• [PROBLEM REQUIREMENTS]:
Once you find the line containing "Annotate each portrait" in the data below, copy it and each following line exactly, up to and including the line containing "Annotate each traffic", and nothing else.

··· PROVIDED RECORDS

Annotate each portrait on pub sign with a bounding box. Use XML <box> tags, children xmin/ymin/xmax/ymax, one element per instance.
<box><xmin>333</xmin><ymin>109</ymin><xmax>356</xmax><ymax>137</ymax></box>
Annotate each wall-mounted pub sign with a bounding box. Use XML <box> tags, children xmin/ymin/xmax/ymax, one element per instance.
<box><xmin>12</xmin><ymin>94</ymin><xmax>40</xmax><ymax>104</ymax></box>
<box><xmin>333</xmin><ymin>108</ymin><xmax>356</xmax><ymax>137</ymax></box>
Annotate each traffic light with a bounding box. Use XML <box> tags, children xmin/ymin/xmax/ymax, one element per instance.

······
··· PROVIDED RECORDS

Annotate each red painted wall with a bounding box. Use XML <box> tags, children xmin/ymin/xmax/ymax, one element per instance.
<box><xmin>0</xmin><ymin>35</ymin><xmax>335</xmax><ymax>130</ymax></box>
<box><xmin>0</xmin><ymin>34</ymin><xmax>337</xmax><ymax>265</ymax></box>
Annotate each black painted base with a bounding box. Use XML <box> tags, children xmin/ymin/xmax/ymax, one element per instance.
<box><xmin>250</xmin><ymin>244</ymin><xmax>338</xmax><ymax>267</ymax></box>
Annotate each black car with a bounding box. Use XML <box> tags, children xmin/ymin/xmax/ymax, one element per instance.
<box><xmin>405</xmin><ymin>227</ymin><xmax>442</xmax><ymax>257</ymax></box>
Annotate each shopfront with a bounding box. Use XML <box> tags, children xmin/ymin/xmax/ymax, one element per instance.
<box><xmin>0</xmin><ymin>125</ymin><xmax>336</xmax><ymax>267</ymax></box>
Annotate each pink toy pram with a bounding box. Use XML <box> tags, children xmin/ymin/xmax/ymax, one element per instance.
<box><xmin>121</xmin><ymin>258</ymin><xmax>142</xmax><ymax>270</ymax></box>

······

• [SOLUTION TO THE PROBLEM]:
Annotate each portrait on pub sign with a bounding box. Use XML <box> tags, children xmin/ymin/xmax/ymax, one element per instance.
<box><xmin>333</xmin><ymin>109</ymin><xmax>356</xmax><ymax>137</ymax></box>
Annotate each wall-mounted pub sign with a bounding box. Use XML <box> tags, children xmin/ymin/xmax/ymax, one element per instance.
<box><xmin>12</xmin><ymin>94</ymin><xmax>40</xmax><ymax>104</ymax></box>
<box><xmin>333</xmin><ymin>108</ymin><xmax>356</xmax><ymax>137</ymax></box>
Annotate each traffic light with a bounding box. Use XML <box> tags, children xmin/ymin/xmax/ymax, one element per instance.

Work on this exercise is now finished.